11 T.C. 638 | Tax Ct. | 1948
Lead Opinion
OPINION.
We are first confronted with the question (not raised by the pleadings) of whether or not this Court,has jurisdiction to redetermine the amount of petitioner’s excessive profits. Although neither party in this proceeding has questioned our jurisdiction, it is fundamental that a court must consider such question if it is suggested by the facts and applicable law. See 21 C. J. S. § 114, and cases cited.
The jurisdiction of this Court in renegotiation proceedings is conferred and limited as provided by section 403 (e) (1) and (2) of the Renegotiation Act of 1943. Subsection (e) (1) provides that:
Any contractor or subcontractor aggrieved by an order of the Board determining the amount of excessive profits * * * may * * * file a petition with The Tax Court of the United States for a redetermination thereof. * * *
Subsection (e) (2), so far as applicable here, provides that:
Any contractor or subcontractor * * * aggrieved by a determination of the Secretary made prior to the date of the enactment of the Revenue Act of 1943, with respect to a fiscal year ending before July 1,19Jf3, as to the existence of excessive profits, * * * may * * * file a petition with The Tax Court of the United States for a redetermination thereof * * *. [Emphasis supplied.]
Subsection (e) (1) is not applicable to the situation here, since the petitioner does not request a redetermination of an order of the Board. Instead, it seeks a redetermination of a final order entered by the Secretary of War, who acted under the Act of 1942. Hence, if this Court has jurisdiction, it must be found within subsection (e) (2).
It is conceded that petitioner was renegotiated properly under the 1942 Act on the completed contract basis. The period of performance of the contract embraced not only a part of the fiscal calendar year 1942, but also a part of the fiscal calendar year 1943. The Renegotiation Act of 1943 specifically authorized the right of redetermination by this Court with respect to a fiscal year ending before July 1, 1943. It did not expressly authorize such redetermination with respect to a fiscal year ending after June 30,1943.
The contract here was not renegotiated on a basis of segregated fiscal years, and under the Secretary’s determination the excessive profits are not segregable for allocation between the fiscal calendar years 1942 and 1943. The fact is, however, that the contract was completely performed, the renegotiation by the Secretary completed, and the determination of excessive profits made within the period of time within which the Secretary could validly make such determination under the 1942 Act. Embraced in that period was the fiscal calendar year 1942. The determination of excessive profits was, therefore, with respect to a fiscal year ending before July 1, 1943, but not exclusively so. ' The fact that the determination was an un-segregable entirety on the basis of a completed contract performance covering not only a fiscal year ending before July 1, 1943, but also a part of the fiscal year ending after that date, does not, in our opinion, deprive the petitioner of the right under specific statutory authority to a redetermination by this Court with respect to a fiscal year ending before July 1, 1943, even though such redetermination must, under the circumstances of the instant case, be an unsegregable entirety made on the basis of a completed contract, the performance of which covered an additional period within the succeeding fiscal year. We so hold.

- **Record extracts**
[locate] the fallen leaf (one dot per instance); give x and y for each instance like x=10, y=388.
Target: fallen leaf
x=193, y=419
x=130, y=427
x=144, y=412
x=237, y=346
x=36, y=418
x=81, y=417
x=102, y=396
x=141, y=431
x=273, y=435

- **Task description**
Rewrite the tax court opinion from "We are first" to "and cases cited.", replacing "fundamental" with "essential".

- **Answer to the task**
We are first confronted with the question (not raised by the pleadings) of whether or not this Court,has jurisdiction to redetermine the amount of petitioner’s excessive profits. Although neither party in this proceeding has questioned our jurisdiction, it is essential that a court must consider such question if it is suggested by the facts and applicable law. See 21 C. J. S. § 114, and cases cited.